## TAREFAS PROPOSTAS
1/ Segundo o documento sobre estabilidade gestacional, qual percentual de honorários advocatícios o juízo de primeiro grau fixou?
2/ Por favor, reescreva em forma de lista numerada, sem as linhas em branco, o trecho dos registros que começa na linha com "Help me locate the tattoo line" e segue até a linha com "[667,563,759,633]", incluindo as duas.

## DOCUMENTO
━━━━━━━━━━━━━━━━━━━━━━━━━━━━━━

O pedido foi julgado procedente pelo juízo de primeiro grau (fls. 9-11), que condenou o Fundo Municipal de Saúde de Salto Veloso a pagar a indenização equivalente à estabilidade gestacional, com salários contados de 21/12/2012 até 5 meses após o parto bem como ao pagamento de honorários advocatícios em 15% sobre a condenação líquida imposta.

O réu recorreu ao TRT da 12ª Região que declarou a incompetência material da justiça do trabalho para apreciar e julgar o feito, considerando que se tratava de causa instaurada entre o Poder Público e uma servidora (relação jurídico-administrativa), eximindo o réu da condenação a ele imposta.

Acerca da matéria a ser discutida, discordo da instrução quando afirma que não houve descumprimento da norma legal por parte do administrador.

Ainda que a confirmação da gravidez tenha ocorrido após a demissão, o fato é que o exame por ela apresentado aponta para a concepção antes da sua exoneração.

A Súmula nº 244 do TST garante a estabilidade provisória da empregada gestante e assinala que o desconhecimento da gravidez não afasta a mesma. Veja-se:

Súmula nº 244 do TST

GESTANTE. ESTABILIDADE PROVISÓRIA (redação do item III alterada na sessão do Tribunal Pleno realizada em 14.09.2012) - Res. 185/2012, DEJT divulgado em 25, 26 e 27.09.2012

I - O desconhecimento do estado gravídico pelo empregador não afasta o direito ao pagamento da indenização decorrente da estabilidade (art. 10, II, "b" do ADCT).

━━━━━━━━━━━━━━━━━━━━━━━━━━━━━━

## REGISTROS FORNECIDOS
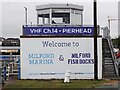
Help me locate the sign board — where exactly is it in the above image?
[23,26,94,35]
[21,37,102,79]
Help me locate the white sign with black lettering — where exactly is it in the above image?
[21,37,102,79]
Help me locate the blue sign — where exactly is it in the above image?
[23,26,94,35]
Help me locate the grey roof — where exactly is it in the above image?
[36,4,84,11]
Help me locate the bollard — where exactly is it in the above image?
[18,59,20,80]
[64,70,71,83]
[4,66,6,80]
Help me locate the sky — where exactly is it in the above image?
[0,0,119,38]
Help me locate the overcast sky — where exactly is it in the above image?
[0,0,119,38]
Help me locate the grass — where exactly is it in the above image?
[4,80,105,88]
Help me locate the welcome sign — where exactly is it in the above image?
[21,37,102,79]
[23,26,94,36]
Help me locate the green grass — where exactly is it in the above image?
[4,80,105,88]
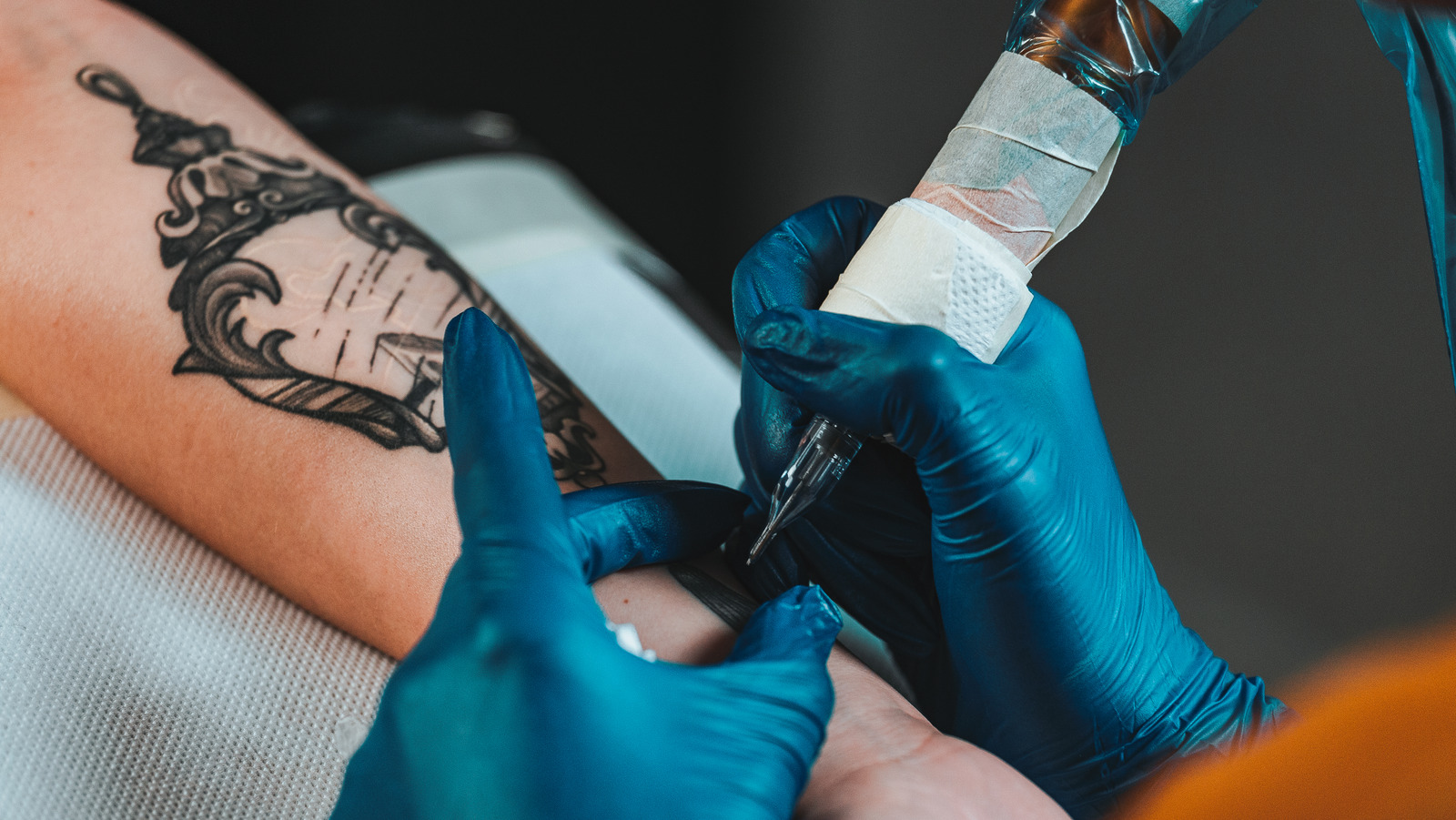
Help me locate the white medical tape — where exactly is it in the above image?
[922,53,1123,240]
[821,199,1031,364]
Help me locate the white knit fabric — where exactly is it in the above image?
[0,418,391,820]
[0,157,741,820]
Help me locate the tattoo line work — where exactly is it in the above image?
[76,66,606,487]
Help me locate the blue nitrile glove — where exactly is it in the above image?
[743,289,1284,817]
[1006,0,1261,141]
[1360,0,1456,387]
[333,310,840,820]
[730,197,954,725]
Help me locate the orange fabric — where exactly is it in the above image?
[1121,625,1456,820]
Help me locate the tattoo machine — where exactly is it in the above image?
[747,0,1228,563]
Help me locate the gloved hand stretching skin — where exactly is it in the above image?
[333,310,840,820]
[733,199,1284,817]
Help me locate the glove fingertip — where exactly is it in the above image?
[728,585,844,667]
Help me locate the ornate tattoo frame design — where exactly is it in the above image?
[76,66,606,487]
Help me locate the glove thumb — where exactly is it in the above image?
[743,308,995,461]
[723,587,844,673]
[562,481,748,584]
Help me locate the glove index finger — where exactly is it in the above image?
[444,308,566,564]
[733,197,885,333]
[743,308,996,458]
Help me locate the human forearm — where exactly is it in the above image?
[0,2,653,655]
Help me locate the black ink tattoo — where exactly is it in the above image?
[76,66,606,487]
[667,563,759,633]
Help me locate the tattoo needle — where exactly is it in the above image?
[747,415,864,565]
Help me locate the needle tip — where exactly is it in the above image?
[744,524,774,567]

━━━━━━━━━━━━━━━━━━━━━━━━━━━━━━

## RESPOSTAS DAS TAREFAS
1/ 15% sobre a condenação líquida imposta.

2/
1. Help me locate the tattoo line work — where exactly is it in the above image?
2. [76,66,606,487]
3. Help me locate the blue nitrile glove — where exactly is it in the above image?
4. [743,289,1284,817]
5. [1006,0,1261,141]
6. [1360,0,1456,387]
7. [333,310,840,820]
8. [730,197,954,725]
9. Help me locate the orange fabric — where exactly is it in the above image?
10. [1121,625,1456,820]
11. Help me locate the tattoo machine — where exactly is it in the above image?
12. [747,0,1228,563]
13. Help me locate the gloved hand stretching skin — where exactly is it in the above image?
14. [333,310,840,820]
15. [733,199,1284,817]
16. Help me locate the glove fingertip — where exactly is it in the above image?
17. [728,585,844,667]
18. Help me locate the ornate tattoo frame design — where exactly is it in the above image?
19. [76,66,606,487]
20. Help me locate the glove thumb — where exactly is it in the above image?
21. [743,308,995,461]
22. [723,587,844,673]
23. [562,481,748,584]
24. Help me locate the glove index finger — where exactly is it in the above image?
25. [444,308,566,564]
26. [733,197,885,333]
27. [743,308,996,458]
28. Help me locate the human forearm — where exactly is it in the above image?
29. [0,2,653,655]
30. Help me locate the black ink tattoo — where exactly is it in the above image?
31. [76,66,606,487]
32. [667,563,759,633]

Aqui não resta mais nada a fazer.